ЦЕЛЬ ЗАДАНИЯ. Кто, согласно отрывку о Третьей симфонии Копланда, заказал это произведение для Бостонского симфонического оркестра?

+++ ВЫБРАННЫЙ ОТРЫВОК +++

В то время как страна поворачивала вправо, Копланд представил свою Третью симфонию – несвоевременный опыт в жанре героического симфонизма в духе Шостаковича. Реакция публики была положительной: Сергей Кусевицкий, заказавший это произведение для Бостонского симфонического оркестра, назвал его “величайшей американской симфонией”. Но после премьеры в октябре 1946 года журнал Time, еще одно издание-флагман Генри Люса, написал, что Копланд слишком популярен (“слишком занят, чтобы быть великим композитором”). Несколько лет спустя музыковед Уильям Остин был вынужден защищать симфонию следующим образом: “Ничто не сможет убедить слушателя получить от этого произведения удовольствие, если он не испытывает никакой симпатии к его довольно сильному “новокурсному” духу обнадеживающей решимости и дружелюбия”.

В четвертой части Копланд процитировал собственную пьесу “Фанфары для простого человека” – то самое сильное заявление, которое было создано по образцу речи “Век простого человека” Генри Уоллеса. Осенью 1946 года Уоллес уже не был уважаемой фигурой национального масштаба, которой он был в годы правления Рузвельта. Президент Трумэн уволил его с поста министра торговли из-за нескольких, по-видимому, просоветских замечаний. Таков был контекст заявления: быть связанным с нераскаявшимся приверженцем “Нового курса” типа Уоллеса стало политическим рискованным. Как утверждает Элизабет Крайст, на следующий год Вирджил Томсон ясно выразил этот подтекст в своей рецензии на симфонию, где высмеивал ее сходство с “речами Генри Уоллеса, замечательными по стилю, но слишком напоминающими Москву”. Энтузиазм Томсона по поводу всеамериканских симфоний пошел на спад. В том же году он написал рецензию под названием “Атональность во Франции”, выделив Булеза за его виртуозность и отметив возникновение “нового интернационального стиля”.

+++ ИСХОДНЫЕ ДАННЫЕ +++

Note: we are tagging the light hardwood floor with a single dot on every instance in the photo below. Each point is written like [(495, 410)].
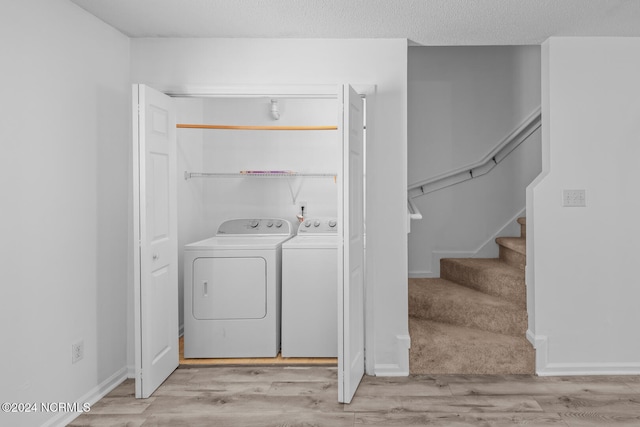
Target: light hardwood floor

+++

РЕШЁННОЕ ЗАДАНИЕ. Сергей Кусевицкий.